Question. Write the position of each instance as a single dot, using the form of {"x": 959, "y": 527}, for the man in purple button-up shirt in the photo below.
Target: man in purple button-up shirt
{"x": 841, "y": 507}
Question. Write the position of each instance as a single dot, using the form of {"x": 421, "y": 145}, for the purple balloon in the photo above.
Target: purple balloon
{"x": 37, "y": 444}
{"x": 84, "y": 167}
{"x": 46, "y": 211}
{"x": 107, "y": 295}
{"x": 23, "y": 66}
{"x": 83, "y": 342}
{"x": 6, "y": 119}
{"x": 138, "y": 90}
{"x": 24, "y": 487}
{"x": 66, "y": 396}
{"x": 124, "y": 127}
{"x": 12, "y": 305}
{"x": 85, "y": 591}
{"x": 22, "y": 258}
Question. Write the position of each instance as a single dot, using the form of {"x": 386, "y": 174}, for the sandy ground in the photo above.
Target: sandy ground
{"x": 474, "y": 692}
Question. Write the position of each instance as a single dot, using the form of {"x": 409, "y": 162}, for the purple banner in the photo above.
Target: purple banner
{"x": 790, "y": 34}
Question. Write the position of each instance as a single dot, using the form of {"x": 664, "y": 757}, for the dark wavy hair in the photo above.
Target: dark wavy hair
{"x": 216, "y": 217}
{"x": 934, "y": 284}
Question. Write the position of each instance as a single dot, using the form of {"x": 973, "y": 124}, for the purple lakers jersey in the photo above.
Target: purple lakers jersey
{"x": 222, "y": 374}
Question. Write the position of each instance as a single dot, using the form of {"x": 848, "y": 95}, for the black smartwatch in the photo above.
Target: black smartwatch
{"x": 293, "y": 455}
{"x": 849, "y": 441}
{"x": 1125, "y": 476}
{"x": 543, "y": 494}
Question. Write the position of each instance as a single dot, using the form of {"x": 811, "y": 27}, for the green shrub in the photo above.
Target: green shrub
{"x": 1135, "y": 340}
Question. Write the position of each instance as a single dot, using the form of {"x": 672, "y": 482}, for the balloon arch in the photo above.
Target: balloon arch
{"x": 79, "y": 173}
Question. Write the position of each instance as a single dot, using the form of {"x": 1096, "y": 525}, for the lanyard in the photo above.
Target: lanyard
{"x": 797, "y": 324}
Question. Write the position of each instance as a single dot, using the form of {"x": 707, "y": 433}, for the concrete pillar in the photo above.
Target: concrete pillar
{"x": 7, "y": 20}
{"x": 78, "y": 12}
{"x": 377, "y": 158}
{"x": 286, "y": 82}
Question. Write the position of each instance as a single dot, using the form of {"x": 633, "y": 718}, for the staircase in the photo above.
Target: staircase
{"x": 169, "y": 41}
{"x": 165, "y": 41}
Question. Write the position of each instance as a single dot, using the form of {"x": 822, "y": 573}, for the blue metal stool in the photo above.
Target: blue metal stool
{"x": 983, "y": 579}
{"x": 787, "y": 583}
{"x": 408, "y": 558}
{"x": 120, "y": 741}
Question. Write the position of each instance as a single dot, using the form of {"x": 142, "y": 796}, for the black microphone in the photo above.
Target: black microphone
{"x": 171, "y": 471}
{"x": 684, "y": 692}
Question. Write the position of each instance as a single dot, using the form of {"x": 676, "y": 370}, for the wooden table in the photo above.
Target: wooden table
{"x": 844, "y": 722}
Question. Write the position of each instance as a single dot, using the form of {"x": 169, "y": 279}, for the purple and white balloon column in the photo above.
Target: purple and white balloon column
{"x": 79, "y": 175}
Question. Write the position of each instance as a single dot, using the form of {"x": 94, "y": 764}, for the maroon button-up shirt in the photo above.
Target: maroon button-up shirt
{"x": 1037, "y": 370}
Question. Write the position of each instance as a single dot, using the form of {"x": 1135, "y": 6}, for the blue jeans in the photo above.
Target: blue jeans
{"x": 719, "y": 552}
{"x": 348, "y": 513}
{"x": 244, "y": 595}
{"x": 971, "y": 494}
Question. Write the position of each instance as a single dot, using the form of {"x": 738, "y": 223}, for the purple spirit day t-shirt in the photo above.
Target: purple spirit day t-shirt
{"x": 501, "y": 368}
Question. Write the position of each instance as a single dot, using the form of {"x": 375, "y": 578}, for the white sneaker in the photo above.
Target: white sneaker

§

■ **Goal of the exercise**: Using the listing above, reproduce each line without omission.

■ **Result of this task**:
Question. Write the position of each instance as a single dot, using the form of {"x": 959, "y": 527}, for the man in purple button-up shirt in the photo below.
Target: man in purple button-up shirt
{"x": 841, "y": 507}
Question. Write the position of each instance as a single dot, using the form of {"x": 421, "y": 145}, for the purple balloon in the photo above.
Target: purple balloon
{"x": 37, "y": 444}
{"x": 84, "y": 167}
{"x": 46, "y": 211}
{"x": 107, "y": 295}
{"x": 23, "y": 66}
{"x": 83, "y": 342}
{"x": 6, "y": 119}
{"x": 138, "y": 90}
{"x": 24, "y": 487}
{"x": 66, "y": 396}
{"x": 124, "y": 127}
{"x": 12, "y": 305}
{"x": 85, "y": 591}
{"x": 22, "y": 258}
Question. Write the position of each instance as a single dot, using the form of {"x": 386, "y": 174}, for the sandy ground in the photo above.
Target: sandy ground
{"x": 474, "y": 692}
Question. Write the position of each instance as a single dot, using the form of {"x": 409, "y": 162}, for the purple banner in the photo above.
Target: purple banner
{"x": 790, "y": 34}
Question. Write the position of each instance as a single dot, using the form of {"x": 664, "y": 757}, for the dark wavy hair in the photo above.
Target: dark wavy hair
{"x": 216, "y": 217}
{"x": 934, "y": 284}
Question. Write the position of each instance as a single dot, using the form of {"x": 973, "y": 124}, for the purple lakers jersey in the photo above.
Target: purple lakers jersey
{"x": 222, "y": 374}
Question. Write the position of each instance as a single dot, using the form of {"x": 848, "y": 95}, for the black smartwatch in the photo above.
Target: black smartwatch
{"x": 293, "y": 455}
{"x": 849, "y": 441}
{"x": 1125, "y": 476}
{"x": 543, "y": 494}
Question. Write the position of each instance as a single dot, using the form of {"x": 811, "y": 27}, for the green shrub in the photo above.
Target: green shrub
{"x": 1135, "y": 340}
Question. Write the position of each instance as a single dot, using the form of {"x": 672, "y": 482}, for the balloon arch in the photo above.
Target: balloon arch
{"x": 79, "y": 173}
Question. Write the position of each instance as a single dot, using the form of {"x": 1096, "y": 525}, for the lanyard in the photo above.
Target: lanyard
{"x": 797, "y": 324}
Question. Write the position of each instance as a single dot, using the form of {"x": 707, "y": 433}, for the concrete pillar in the photo above.
Target: concrete pillar
{"x": 7, "y": 20}
{"x": 78, "y": 12}
{"x": 377, "y": 158}
{"x": 286, "y": 82}
Question. Write the position of each instance as a single dot, using the form of {"x": 633, "y": 718}, for the staircase in the photo above.
Target: staircase
{"x": 169, "y": 41}
{"x": 165, "y": 41}
Question. Write the position of each instance as a single dot, using the form of {"x": 822, "y": 573}, for the blue metal stool in the photo above.
Target: blue metal stool
{"x": 983, "y": 579}
{"x": 787, "y": 583}
{"x": 408, "y": 558}
{"x": 120, "y": 741}
Question. Write the position of each instance as a single dot, using the form of {"x": 142, "y": 796}, for the black microphone in the photo above.
Target: black microphone
{"x": 171, "y": 471}
{"x": 684, "y": 692}
Question. Write the position of each instance as a single dot, using the form of {"x": 676, "y": 370}, for the wooden table in the photo above.
Target: wooden table
{"x": 844, "y": 722}
Question. Write the position of each instance as a single dot, using the form of {"x": 169, "y": 279}, for the purple and white balloon column in the photo above.
Target: purple and white balloon column
{"x": 79, "y": 175}
Question. Write the position of each instance as a single dot, using the form of {"x": 94, "y": 764}, for the maroon button-up shirt in the photo above.
Target: maroon button-up shirt
{"x": 1037, "y": 370}
Question. Write the position of each instance as a single dot, using the form of {"x": 1135, "y": 6}, for the blue jeans in the photo above.
Target: blue jeans
{"x": 719, "y": 552}
{"x": 348, "y": 513}
{"x": 244, "y": 595}
{"x": 971, "y": 494}
Question. Write the position of each instance as a single dot, using the form of {"x": 738, "y": 223}, for the purple spirit day t-shirt in the photo above.
Target: purple spirit day t-shirt
{"x": 501, "y": 368}
Question. Write the position of each instance as a single dot, using the form of {"x": 375, "y": 578}, for the white sneaker in the photo above.
Target: white sneaker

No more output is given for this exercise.